* [YOUR OBJECTIVE] Continue the passage on residual error analysis of applicator types from the point where it stops.

Following on from the Database A residual error analysis, the residual error analysis within Database B is explored for; applicator-type Figure 7; water-MO and metal precursor Figure 8; and claimed Green Chemistry and non-Green Chemistry Figure 9. Here it is impotent to the residual error values have changed due to the new 0-B model identity-line.

Figure 7 shows the applicator-type analysis using six colored coded groups (water MO, NS-discover 2, NS-MO, NS-TCMT, NS-ERTEC, and NS-Digestion), and where MO refers to microwave oven and NS refers to nanostructures. Visually it is observed that the data points follow the non-null distribution around the model identity-line. As there are no additional water-MO (open circles) data points the distribution closely resembles Database A. The NS-Discover2 group

(yellow circles) has one new data point positioned at 120 kJ, −5351 kJ∙ml⁻¹ that is operating in the batch mode rather than the continuous mode [42] . The NS-MO group (green diamonds) has been enlarged by thirteen resulting in an enlargement of cluster around the identity-line. The NS-TCMC group (blue triangles) has also been enlarged by one and ranges in positioned at 900 kJ, +0.3 to −15 kJ∙ml⁻¹. Of note, is the TCMC-102 applicator [47] that has the largest process energy budget (1440 kJ) and the most negative residual error (−32.5 kJ∙ml⁻¹). The new NS-ERTEC applicator [45] [52] group is positioned in the region of 300 to 900 kJ, −10.381 kJ∙ml⁻¹. Lastly the NS-Digestion applicator group (red squares) has been increased by two [43] [51] to maintain an open cluster with an MARS-5 digestion applicator [43] providing the greatest positive disagreement (+245.5 kJ∙ml⁻¹).

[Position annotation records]
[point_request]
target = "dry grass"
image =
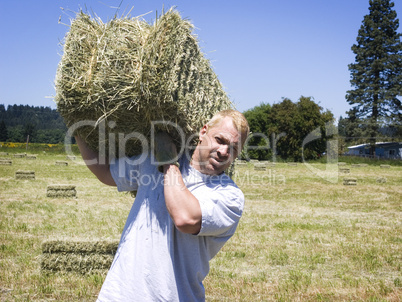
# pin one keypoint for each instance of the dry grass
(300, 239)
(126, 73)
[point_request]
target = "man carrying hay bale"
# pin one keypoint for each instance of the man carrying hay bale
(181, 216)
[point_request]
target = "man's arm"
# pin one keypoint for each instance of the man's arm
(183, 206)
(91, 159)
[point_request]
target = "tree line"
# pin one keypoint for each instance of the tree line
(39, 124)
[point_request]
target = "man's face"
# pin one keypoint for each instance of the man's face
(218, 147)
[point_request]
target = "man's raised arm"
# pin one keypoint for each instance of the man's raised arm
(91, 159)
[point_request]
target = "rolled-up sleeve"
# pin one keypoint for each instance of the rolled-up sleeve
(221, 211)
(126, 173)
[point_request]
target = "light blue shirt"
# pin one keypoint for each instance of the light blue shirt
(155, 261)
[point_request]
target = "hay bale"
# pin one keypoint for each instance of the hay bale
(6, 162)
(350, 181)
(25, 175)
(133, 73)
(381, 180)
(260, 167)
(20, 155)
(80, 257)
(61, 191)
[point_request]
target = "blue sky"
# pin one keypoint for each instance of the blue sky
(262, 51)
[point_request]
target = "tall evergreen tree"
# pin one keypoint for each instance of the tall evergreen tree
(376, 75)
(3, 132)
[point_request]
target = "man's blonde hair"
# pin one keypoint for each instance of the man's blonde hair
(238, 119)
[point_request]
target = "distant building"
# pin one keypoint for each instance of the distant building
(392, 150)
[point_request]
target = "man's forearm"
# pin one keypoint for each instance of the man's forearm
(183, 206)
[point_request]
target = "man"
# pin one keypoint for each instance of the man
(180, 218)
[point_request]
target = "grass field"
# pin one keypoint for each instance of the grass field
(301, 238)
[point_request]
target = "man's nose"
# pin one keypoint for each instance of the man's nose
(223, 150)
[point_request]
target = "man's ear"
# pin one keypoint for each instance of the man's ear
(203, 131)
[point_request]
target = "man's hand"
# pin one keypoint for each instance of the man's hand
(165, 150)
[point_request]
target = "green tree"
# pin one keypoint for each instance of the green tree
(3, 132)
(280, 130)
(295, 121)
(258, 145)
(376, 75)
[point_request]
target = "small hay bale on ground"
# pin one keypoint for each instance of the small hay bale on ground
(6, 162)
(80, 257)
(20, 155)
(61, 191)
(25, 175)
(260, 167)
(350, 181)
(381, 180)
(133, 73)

* [WRITTEN ANSWER]
Although the microwave applicator-type residual error plot as presented in Figure 7 is a valid representation of the difference from the model identity-line, an alternative mapping operation is to rank the applicator-type difference by magnitude and sign to their numerical value within the database [13] . In general the main advantage of this representation is that outliers are always delineated at the two extremes and therefore easily identified. However the main disadvantage of this representation is that PTs are smothered out due to the sequential ranking operation. Figure 8 shows this mapping operation using the same color coding as in Figure 7. Using this representation the 50 data point form a slow sign curve along the model identity-line, with the negative magnitudes to the left hand side and the positive magnitudes to the right hand side. The notable feature of note are that the NS-TCMC applicator group is spread out to the left, the NS-Digestion applicator group is spread to the right and the water-MO applicator group positioned in the middle. The two data points of the NS-ERTEC group are spread away from each other.

Turning to the NS-MO group, this group is not contaminated, positioned in the middle of the ranked data and close to model identity-line. Again with water being a universal polar solvent, and considered as nontoxic and environmentally, it is included in the Green Chemistry group. With this unique position, the water-MO group can used a reference point within the dataset.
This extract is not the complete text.